◆ Exercise prompt:
Could you restate word for word every line from the one containing "Point to the chopped" to the end of the records, and nothing else?
Segment Start: Records for this task
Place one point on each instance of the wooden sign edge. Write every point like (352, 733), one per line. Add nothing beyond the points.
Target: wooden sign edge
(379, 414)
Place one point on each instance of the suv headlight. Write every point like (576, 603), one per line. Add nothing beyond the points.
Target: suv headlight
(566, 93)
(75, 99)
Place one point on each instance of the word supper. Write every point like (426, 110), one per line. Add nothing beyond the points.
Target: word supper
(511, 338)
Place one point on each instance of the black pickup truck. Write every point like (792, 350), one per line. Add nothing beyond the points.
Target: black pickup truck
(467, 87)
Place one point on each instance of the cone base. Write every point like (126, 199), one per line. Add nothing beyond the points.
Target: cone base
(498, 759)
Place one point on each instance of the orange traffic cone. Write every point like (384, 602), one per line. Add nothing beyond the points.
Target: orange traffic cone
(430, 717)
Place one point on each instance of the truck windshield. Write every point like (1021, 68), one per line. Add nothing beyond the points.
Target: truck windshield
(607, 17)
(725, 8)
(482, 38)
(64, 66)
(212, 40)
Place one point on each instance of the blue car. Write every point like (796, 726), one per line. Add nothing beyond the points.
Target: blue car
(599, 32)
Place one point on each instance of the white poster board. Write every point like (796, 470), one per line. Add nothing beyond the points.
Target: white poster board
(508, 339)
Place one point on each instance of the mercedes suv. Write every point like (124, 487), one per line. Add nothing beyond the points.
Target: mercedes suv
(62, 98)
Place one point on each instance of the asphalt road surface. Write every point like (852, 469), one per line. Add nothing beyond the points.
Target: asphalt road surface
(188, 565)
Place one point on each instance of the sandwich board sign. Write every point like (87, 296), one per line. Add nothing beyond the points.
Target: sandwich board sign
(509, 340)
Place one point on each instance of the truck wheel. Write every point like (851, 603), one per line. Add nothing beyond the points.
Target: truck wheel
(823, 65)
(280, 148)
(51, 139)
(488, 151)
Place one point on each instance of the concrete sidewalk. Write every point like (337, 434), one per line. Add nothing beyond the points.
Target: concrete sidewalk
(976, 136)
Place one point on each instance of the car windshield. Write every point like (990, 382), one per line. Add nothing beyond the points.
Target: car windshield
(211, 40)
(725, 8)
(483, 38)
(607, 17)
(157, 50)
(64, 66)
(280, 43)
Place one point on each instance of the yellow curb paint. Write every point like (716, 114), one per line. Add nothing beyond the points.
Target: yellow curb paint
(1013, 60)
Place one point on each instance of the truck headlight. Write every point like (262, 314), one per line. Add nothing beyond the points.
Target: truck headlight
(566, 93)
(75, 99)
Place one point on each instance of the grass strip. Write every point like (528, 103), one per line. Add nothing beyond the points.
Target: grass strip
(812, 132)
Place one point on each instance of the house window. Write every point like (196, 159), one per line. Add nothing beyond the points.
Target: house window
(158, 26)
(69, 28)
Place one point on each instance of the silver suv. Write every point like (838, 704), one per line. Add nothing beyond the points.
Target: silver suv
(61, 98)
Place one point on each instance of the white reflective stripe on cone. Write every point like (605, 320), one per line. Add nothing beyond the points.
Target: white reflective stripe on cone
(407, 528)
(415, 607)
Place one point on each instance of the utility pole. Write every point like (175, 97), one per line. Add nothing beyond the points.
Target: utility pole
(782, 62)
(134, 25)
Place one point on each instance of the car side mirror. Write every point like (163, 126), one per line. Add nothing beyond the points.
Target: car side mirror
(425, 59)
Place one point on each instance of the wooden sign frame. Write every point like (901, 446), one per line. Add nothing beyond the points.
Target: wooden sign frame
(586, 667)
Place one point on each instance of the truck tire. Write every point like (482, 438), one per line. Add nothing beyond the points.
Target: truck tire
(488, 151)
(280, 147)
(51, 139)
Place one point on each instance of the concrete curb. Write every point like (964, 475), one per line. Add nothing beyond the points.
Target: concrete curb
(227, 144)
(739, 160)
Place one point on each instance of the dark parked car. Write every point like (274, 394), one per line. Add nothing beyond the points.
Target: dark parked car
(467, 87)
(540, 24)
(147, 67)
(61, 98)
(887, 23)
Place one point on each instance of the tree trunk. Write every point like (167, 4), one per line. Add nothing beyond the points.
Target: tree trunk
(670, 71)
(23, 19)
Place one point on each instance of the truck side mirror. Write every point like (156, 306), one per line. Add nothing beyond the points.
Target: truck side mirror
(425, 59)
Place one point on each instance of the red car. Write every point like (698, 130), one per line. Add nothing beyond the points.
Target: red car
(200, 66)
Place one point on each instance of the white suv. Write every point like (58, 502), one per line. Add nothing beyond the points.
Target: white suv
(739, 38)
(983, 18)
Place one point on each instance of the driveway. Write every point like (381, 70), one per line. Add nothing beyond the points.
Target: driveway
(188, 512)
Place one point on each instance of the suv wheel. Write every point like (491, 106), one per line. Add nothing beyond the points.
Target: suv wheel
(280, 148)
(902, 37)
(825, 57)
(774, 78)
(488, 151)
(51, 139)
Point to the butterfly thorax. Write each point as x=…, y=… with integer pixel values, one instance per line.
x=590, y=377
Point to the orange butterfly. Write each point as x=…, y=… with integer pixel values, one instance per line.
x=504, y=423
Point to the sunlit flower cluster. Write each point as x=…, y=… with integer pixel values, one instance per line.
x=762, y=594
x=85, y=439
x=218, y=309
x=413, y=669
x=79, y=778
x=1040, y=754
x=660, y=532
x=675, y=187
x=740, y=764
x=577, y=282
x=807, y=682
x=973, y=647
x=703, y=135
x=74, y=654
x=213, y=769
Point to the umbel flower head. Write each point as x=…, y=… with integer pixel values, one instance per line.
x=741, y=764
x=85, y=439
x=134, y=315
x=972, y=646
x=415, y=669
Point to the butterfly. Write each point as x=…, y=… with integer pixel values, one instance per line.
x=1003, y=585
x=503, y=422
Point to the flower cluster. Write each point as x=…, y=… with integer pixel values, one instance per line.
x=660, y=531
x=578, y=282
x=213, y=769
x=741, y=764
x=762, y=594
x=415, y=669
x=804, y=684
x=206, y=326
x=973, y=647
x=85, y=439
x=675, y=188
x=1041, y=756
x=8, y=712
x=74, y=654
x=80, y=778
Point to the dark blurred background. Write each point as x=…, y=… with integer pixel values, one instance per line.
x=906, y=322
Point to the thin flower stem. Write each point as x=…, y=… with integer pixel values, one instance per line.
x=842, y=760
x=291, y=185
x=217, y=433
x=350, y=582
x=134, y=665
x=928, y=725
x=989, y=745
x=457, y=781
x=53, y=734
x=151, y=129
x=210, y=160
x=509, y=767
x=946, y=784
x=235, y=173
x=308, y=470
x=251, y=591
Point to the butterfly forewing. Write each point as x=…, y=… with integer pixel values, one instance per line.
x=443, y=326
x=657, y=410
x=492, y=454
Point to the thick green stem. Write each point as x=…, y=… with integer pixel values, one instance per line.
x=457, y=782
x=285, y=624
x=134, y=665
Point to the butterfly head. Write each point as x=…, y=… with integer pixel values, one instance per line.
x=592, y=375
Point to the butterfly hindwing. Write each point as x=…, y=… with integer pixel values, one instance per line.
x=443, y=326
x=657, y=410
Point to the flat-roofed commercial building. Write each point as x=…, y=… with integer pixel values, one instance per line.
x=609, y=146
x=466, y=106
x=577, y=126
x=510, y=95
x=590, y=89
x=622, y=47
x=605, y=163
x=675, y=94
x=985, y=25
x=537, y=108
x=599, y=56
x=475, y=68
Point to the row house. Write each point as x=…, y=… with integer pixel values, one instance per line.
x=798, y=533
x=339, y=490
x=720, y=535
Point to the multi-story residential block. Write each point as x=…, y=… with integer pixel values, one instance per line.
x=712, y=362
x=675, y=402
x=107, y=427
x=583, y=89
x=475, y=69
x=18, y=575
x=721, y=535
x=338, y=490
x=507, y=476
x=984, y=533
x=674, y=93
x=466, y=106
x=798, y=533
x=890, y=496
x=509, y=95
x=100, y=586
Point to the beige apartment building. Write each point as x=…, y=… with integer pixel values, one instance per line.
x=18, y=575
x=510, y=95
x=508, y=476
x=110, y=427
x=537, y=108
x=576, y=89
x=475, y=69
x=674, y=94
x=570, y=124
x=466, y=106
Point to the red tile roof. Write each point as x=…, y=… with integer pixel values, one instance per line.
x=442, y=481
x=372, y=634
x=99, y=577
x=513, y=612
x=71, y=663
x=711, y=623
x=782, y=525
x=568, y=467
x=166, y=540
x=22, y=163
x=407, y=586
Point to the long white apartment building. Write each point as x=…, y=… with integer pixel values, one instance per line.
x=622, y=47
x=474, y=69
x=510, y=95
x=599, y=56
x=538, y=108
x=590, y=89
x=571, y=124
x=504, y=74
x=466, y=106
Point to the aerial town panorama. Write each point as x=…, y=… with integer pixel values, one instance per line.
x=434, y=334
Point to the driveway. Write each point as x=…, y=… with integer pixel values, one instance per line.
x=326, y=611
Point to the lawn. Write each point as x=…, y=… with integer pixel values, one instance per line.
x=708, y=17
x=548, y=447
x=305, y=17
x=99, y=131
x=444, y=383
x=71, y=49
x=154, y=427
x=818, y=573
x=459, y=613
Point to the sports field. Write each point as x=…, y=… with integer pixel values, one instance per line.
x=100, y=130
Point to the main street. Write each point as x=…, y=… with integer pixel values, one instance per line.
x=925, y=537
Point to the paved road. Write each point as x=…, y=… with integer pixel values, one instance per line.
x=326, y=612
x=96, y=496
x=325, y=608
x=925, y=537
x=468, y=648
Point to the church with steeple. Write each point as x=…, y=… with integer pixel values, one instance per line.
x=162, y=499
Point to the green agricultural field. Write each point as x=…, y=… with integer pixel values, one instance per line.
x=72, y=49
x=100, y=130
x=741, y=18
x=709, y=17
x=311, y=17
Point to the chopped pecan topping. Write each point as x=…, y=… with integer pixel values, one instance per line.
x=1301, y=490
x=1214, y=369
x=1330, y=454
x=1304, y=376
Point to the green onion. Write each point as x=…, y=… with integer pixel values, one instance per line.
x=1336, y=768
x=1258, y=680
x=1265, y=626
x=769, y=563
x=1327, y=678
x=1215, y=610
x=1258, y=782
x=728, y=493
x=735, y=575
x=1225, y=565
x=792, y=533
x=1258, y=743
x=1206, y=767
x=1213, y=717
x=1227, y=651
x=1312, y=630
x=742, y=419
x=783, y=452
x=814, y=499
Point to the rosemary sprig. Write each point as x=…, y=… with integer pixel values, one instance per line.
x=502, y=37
Segment End: Records for this task
◆ Answer to the problem:
Point to the chopped pecan topping. Write each point as x=…, y=… with integer pixel values, one instance per line.
x=1301, y=490
x=1214, y=369
x=1330, y=454
x=1304, y=376
Point to the green onion. Write each point as x=…, y=… with integer pixel values, one instance per line.
x=1336, y=768
x=1258, y=680
x=1265, y=626
x=769, y=563
x=1327, y=678
x=1215, y=610
x=1258, y=782
x=728, y=493
x=735, y=575
x=1225, y=565
x=792, y=533
x=1258, y=743
x=1206, y=767
x=1213, y=717
x=1227, y=651
x=1312, y=630
x=742, y=419
x=783, y=452
x=814, y=499
Point to the rosemary sprig. Write each point as x=…, y=… with integer pixel values, one instance per line.
x=502, y=37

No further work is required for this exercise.